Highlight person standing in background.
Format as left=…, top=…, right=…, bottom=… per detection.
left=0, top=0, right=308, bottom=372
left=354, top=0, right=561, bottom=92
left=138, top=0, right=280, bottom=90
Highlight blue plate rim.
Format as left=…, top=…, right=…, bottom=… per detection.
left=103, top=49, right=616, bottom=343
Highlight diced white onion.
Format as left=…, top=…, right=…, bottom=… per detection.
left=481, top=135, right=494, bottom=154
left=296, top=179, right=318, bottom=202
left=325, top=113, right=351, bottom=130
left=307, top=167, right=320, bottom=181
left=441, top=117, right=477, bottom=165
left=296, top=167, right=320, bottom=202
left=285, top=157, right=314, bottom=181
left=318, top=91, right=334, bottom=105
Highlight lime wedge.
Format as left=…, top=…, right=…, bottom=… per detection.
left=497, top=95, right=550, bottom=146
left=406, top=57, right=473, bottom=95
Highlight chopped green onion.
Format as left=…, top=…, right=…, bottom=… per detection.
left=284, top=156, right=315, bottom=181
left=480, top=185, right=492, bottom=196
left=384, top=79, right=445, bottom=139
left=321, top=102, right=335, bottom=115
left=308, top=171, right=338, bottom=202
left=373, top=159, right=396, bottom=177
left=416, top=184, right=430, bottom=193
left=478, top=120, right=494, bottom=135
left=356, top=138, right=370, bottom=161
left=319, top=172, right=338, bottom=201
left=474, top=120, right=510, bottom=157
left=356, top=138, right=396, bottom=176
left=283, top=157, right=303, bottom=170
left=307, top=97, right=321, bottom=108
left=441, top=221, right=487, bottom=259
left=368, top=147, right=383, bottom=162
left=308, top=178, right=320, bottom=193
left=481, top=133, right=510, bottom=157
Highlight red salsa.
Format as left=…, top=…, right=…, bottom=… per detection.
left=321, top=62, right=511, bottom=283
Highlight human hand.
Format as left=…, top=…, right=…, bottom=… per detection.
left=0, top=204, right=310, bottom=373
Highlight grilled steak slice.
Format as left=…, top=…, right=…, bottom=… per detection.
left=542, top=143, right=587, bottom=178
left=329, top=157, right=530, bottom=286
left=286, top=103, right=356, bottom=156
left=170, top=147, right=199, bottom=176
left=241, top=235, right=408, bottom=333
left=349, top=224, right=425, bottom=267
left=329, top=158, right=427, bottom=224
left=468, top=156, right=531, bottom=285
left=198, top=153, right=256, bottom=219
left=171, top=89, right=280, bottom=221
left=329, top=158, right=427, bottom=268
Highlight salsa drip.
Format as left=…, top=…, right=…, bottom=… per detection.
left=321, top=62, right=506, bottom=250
★ ★ ★ ★ ★ ★ ★
What you will do ▸
In the entries above, which lines hold the string "Highlight"? Report all of them.

Answer section ▸
Highlight person standing in background.
Highlight blue plate rim.
Highlight diced white onion.
Highlight lime wedge.
Highlight chopped green onion.
Highlight red salsa.
Highlight human hand.
Highlight grilled steak slice.
Highlight salsa drip.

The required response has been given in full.